Document segment |
South Tyneside is a place with a huge opportunity to drive up arts and cultural engagement from a relatively low base, and build on the work of projects such as the recent summer park events which offered a free family-friendly programme of live music and entertainment over the school holidays.

In recent years The Word, the national centre for the written word, has opened and transformed both the libraries and cultural offer in South Shields. The Customs House alongside key events such as the summer parade and the successful South Tyneside festival events show the potential for further growth of culture and creativity in the borough.

We’ll now be working closely with local authority and cultural sector leaders to make the most of this opportunity.

South Tyneside Council has long been an important partner with us and I’m delighted at its commitment to this new initiative. The council understands the difference arts and culture can make in places like South Shields, Jarrow and Hebburn.

As Cllr Joan Atkinson, Deputy Leader of South Tyneside Council with special responsibility for culture and leisure, said: “Culture plays a hugely significant role in making South Tyneside such a special place to live, work and visit. It also has a positive impact on the health and well-being of residents, not to mention its contribution to the economy, jobs and tourism.

Supplied entries |

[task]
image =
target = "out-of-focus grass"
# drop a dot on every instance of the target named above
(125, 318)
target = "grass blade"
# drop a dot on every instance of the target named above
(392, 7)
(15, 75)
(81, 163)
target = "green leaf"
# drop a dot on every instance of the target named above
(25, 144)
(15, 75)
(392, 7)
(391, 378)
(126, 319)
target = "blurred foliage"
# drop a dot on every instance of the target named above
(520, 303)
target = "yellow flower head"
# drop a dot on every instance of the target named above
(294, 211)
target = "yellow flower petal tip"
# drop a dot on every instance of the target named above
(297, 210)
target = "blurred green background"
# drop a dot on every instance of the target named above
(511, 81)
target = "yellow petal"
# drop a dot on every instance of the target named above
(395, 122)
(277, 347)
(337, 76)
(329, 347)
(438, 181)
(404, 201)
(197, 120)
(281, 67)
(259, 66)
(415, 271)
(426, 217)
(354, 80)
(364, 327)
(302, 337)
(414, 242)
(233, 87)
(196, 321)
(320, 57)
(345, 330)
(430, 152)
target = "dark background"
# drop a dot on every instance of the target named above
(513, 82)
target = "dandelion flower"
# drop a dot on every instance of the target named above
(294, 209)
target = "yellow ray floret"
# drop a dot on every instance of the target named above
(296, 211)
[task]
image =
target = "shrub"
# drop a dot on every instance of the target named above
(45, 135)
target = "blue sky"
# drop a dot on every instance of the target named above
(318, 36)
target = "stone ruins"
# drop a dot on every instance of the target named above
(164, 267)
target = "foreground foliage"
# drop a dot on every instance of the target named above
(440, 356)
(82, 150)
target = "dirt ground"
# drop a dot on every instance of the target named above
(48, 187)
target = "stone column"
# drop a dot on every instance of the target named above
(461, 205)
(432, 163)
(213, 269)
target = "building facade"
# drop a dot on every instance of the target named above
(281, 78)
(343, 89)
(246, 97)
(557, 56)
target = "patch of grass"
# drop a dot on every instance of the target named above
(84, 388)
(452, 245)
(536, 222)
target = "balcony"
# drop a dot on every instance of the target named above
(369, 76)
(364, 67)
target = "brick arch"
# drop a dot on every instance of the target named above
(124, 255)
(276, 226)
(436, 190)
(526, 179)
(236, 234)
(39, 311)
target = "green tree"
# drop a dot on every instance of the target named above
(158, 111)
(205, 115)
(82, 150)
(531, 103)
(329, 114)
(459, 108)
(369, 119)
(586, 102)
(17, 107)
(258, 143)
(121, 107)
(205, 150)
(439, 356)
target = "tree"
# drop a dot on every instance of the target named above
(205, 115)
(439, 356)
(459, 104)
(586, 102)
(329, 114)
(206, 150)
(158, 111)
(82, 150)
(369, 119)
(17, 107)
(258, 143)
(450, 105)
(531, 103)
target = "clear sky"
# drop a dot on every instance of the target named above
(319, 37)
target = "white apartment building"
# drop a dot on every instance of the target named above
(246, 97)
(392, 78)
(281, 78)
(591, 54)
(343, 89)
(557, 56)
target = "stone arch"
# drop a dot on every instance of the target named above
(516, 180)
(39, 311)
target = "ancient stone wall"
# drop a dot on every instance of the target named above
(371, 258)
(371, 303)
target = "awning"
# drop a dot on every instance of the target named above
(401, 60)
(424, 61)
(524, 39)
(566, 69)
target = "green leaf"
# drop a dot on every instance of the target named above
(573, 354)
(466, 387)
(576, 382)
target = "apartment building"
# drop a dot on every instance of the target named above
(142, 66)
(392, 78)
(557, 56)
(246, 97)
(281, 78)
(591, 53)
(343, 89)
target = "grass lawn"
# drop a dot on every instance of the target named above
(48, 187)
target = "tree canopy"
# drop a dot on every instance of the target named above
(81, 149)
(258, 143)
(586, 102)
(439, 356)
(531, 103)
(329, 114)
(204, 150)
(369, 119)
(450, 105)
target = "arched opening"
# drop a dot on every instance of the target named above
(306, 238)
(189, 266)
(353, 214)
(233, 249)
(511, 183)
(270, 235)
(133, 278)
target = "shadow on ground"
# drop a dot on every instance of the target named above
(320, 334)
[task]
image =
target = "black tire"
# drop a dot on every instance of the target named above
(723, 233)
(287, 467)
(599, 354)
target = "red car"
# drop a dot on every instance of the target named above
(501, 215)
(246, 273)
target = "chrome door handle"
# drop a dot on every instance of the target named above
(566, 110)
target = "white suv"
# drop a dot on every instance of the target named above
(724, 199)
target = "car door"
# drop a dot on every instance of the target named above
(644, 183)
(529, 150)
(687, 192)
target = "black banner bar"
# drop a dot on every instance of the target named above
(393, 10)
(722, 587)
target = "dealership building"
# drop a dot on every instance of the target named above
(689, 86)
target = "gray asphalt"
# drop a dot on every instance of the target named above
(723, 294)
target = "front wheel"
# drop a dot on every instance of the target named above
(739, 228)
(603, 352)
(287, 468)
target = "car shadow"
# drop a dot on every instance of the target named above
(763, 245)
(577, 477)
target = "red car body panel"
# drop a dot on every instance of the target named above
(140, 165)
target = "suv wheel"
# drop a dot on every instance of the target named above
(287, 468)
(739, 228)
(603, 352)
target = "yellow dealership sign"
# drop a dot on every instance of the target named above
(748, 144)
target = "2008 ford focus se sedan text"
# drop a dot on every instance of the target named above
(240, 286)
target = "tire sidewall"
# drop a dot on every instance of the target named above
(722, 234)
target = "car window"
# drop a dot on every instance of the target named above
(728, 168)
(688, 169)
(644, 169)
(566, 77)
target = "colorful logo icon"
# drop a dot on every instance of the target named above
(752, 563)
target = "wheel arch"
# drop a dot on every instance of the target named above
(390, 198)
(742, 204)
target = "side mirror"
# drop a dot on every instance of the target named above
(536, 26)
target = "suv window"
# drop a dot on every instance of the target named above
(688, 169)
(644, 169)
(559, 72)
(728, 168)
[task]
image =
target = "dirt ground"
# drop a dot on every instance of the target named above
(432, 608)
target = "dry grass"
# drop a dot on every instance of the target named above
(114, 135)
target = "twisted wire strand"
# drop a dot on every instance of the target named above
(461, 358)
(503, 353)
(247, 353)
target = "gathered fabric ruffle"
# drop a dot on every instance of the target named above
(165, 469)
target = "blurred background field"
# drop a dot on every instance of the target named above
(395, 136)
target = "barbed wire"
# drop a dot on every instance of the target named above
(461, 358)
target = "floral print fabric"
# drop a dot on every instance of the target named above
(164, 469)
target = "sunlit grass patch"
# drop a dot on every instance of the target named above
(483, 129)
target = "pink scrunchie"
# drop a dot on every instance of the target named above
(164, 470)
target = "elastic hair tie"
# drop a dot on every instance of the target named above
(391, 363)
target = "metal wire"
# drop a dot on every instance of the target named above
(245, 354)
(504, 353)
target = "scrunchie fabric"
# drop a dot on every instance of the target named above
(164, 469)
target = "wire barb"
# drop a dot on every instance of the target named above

Requirement 1 |
Answer these questions using the passage on arts and culture in South Tyneside:
(a) How is The Word described?
(b) Which three places are named as places where the council understands the difference arts and culture can make?
(c) What position does Cllr Joan Atkinson hold?
Requirement 2 | Can you carry on the passage about arts and culture in South Tyneside from its last sentence?

Reply 1 |
(a) As the national centre for the written word.
(b) South Shields, Jarrow and Hebburn.
(c) Deputy Leader of South Tyneside Council, with special responsibility for culture and leisure.

Reply 2 |
“Being a priority place unlocks much-needed investment and support and this will go a long way in helping the borough to recover. It will also enable us to improve and showcase our cultural offer to wider audiences, giving more people the opportunity to enjoy inspiring high-quality cultural experiences that make a positive difference to their lives.”

As we emerge from the pandemic the creative and cultural sector will play a vital role in our country’s recovery.

There’s no doubt this has been a difficult year and a half, and one sector affected more than most has been arts and culture.

Across the country theatres and music venues went dark, galleries and museums emptied, performances were cancelled. This year marks the Arts Council’s 75th anniversary, and at no point in our history have we faced a moment like this, one that threatened the existence of those organisations who have delighted audiences for so long.

Thankfully, the sector is reawakening, and it’s encouraging to see cultural venues and organisations reopening.

I was so pleased to hear that Ray Spencer has been able to reopen The Customs House and has a busy programme at the venue for what’s left of 2021 – including Rapunzel, this year’s panto, of course.

During these difficult times it has been our role to help as many cultural organisations as possible survive. One of the ways we’ve done so is distributing the government’s Culture Recovery Fund, which was backed by Prime Minister Boris Johnson and Chancellor Rishi Sunak.

Never during our 75 years has arts funding been more urgently needed or gratefully received than during the past 12 months. Payments from this unprecedented £2billion cash injection have helped to keep arts organisations alive and have saved many jobs.

Across South Tyneside, the Arts Council has invested almost £600,000 through two rounds of Culture Recovery funding.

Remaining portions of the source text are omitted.